Qu’en est-il de l’avis d’augmentation prématuré?
[9] Lorsque le bail est d’une durée de douze mois, l’avis doit respecter les délais d’au moins trois mois, mais pas plus de six mois, avant l’arrivée du terme, tel que le prévoit l’article 1942 du Code civil du Québec :
« 1942. Le locateur peut, lors de la reconduction du bail, modifier les conditions de celui-ci, notamment la durée ou le loyer; il ne peut cependant le faire que s’il donne un avis de modification au locataire, au moins trois mois, mais pas plus de six mois, avant l’arrivée du terme.
Si la durée du bail est de moins de 12 mois, l’avis doit être donné, au moins un mois, mais pas plus de deux mois, avant le terme.
Lorsque le bail est à durée indéterminée, le locateur ne peut le modifier, à moins de donner au locataire un avis d’au moins un mois, mais d’au plus deux mois.
Ces délais sont respectivement réduits à 10 jours et 20 jours s’il s’agit du bail d’une chambre. »
[10] Dans la plupart des cas, une clause qui déroge à un délai est de nullité relative surtout si elle restreint les droits du locataire. Le locataire a répondu dans le mois suivant l’avis. Dans ce cas, on pourrait prétendre par son action que le locataire a renoncé à soulever l’irrégularité de l’avis au locateur, le validant par le fait même, ainsi que sa réponse de refus, qui autrement aurait été prématuré.
[11] Tel que l’enseigne la jurisprudence [1], il est conseillé à celui qui reçoit un avis irrégulier de faire preuve de vigilance en manifestant sa bonne foi et informer le locateur de l’irrégularité de l’avis et non pas d’attendre que le délai soit expiré ou au jour de l’audience.

Éléments provenant d’une source de données:
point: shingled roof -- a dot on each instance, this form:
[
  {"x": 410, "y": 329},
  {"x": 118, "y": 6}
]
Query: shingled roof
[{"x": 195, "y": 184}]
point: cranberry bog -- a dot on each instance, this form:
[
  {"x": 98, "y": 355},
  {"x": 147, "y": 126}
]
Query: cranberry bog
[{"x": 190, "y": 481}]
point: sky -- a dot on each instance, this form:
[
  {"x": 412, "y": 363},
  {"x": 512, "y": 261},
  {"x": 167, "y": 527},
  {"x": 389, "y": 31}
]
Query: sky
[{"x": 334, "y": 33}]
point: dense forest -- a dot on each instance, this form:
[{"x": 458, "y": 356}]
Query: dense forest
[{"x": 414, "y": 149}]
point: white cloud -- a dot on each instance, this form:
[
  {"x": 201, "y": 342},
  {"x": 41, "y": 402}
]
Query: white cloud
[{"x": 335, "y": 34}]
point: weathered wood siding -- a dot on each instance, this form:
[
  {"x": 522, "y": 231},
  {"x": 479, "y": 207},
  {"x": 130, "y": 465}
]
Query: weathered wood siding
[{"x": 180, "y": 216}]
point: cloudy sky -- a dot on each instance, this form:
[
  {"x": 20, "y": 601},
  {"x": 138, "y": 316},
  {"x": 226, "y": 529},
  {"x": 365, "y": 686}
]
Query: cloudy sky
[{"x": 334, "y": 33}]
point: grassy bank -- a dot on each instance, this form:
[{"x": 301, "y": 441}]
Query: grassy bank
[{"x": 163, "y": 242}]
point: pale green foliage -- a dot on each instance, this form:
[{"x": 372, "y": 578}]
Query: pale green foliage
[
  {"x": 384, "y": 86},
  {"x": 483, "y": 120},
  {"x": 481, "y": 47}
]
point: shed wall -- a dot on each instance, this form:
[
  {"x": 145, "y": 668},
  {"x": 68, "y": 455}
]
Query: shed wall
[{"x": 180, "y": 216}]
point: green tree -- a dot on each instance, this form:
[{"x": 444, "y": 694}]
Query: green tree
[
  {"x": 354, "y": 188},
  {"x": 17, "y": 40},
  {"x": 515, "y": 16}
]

● TRAVAIL À FAIRE
• 1. Indiquez si chacun des énoncés suivants est conforme au texte sur l’avis de modification du bail, et citez les mots du texte qui le montrent : (a) pour un bail de douze mois, l’avis doit être donné au moins trois mois avant le terme ; (b) pour le bail d’une chambre, les délais sont réduits à 30 et 60 jours ; (c) la jurisprudence conseille d’attendre le jour de l’audience pour signaler l’irrégularité de l’avis.
• 2. Donnez la suite du texte sur l’avis de modification du bail, à partir de sa dernière phrase.

● CORRIGÉ DES EXERCICES
• 1.
(a) Oui : « au moins trois mois, mais pas plus de six mois, avant l’arrivée du terme ».
(b) Non : « Ces délais sont respectivement réduits à 10 jours et 20 jours s’il s’agit du bail d’une chambre. »
(c) Non : « et non pas d’attendre que le délai soit expiré ou au jour de l’audience ».

• 2.
[12] Dans une décision récente, la juge administrative Camille Champeval [2] déclare invalide un avis prématuré. Les parties dans cette affaire ne connaissent pas les délais légaux, la locataire ne peut donc être présumée avoir tiré avantage de la situation.
« [58] Avec égards pour la position exprimée par le procureur des locateurs, il est donc faux de prétendre à l’existence d’une entente entre les parties, voire même à une ratification par les locataires de l’erreur des locateurs puisqu’il n’a pas été démontré que ces derniers savaient que l’avis de modification de bail était prématuré.
[59] La preuve ne permet pas de conclure que les locataires ont sciemment tiré avantage de l’ignorance des locateurs. »
[13] Le Tribunal conclut que le locataire a tiré avantage de l’ignorance ou de l’inadvertance du locateur en ne l’informant pas en temps opportun que l’avis était prématuré.
Qu’en est-il de l’avis qui n’indique pas les trois options?
[14] Le locataire invoque à titre de second moyen préliminaire que l’avis de modification du bail n’est pas conforme, car il n’indique pas les 3 options.
[15] Le locataire a toutefois répondu dans les délais, car il connait ses droits.
[16] Les dispositions pertinentes de l’article 1943 du Code civil du Québec énoncent les obligations quant au contenu d’un avis, elles sont aussi d’ordres publiques:
« 1943. L’avis de modification qui vise à augmenter le loyer doit indiquer en dollars le nouveau loyer proposé, ou l’augmentation en dollars ou en pourcentage du loyer en cours. Cette augmentation peut être exprimée en pourcentage du loyer qui sera déterminé par le tribunal, si ce loyer fait déjà l’objet d’une demande de fixation ou de révision.
L’avis doit, de plus, indiquer la durée proposée du bail, si le locateur propose de la modifier, et le délai accordé au locataire pour refuser la modification proposée. »
[17] La juge administrative Francine Jodoin, dans l’affaire Susanna Pero c. Pape Tanyre Fall [3], conclut, après avoir analysé plusieurs décisions en la matière, qu'il n'existe pas un principe unique et irrémédiable d'invalidité d'un avis d'augmentation au seul motif qu'il ne comporterait pas une ou plusieurs mentions au sujet des options de reconduction ou du délai pour y répondre.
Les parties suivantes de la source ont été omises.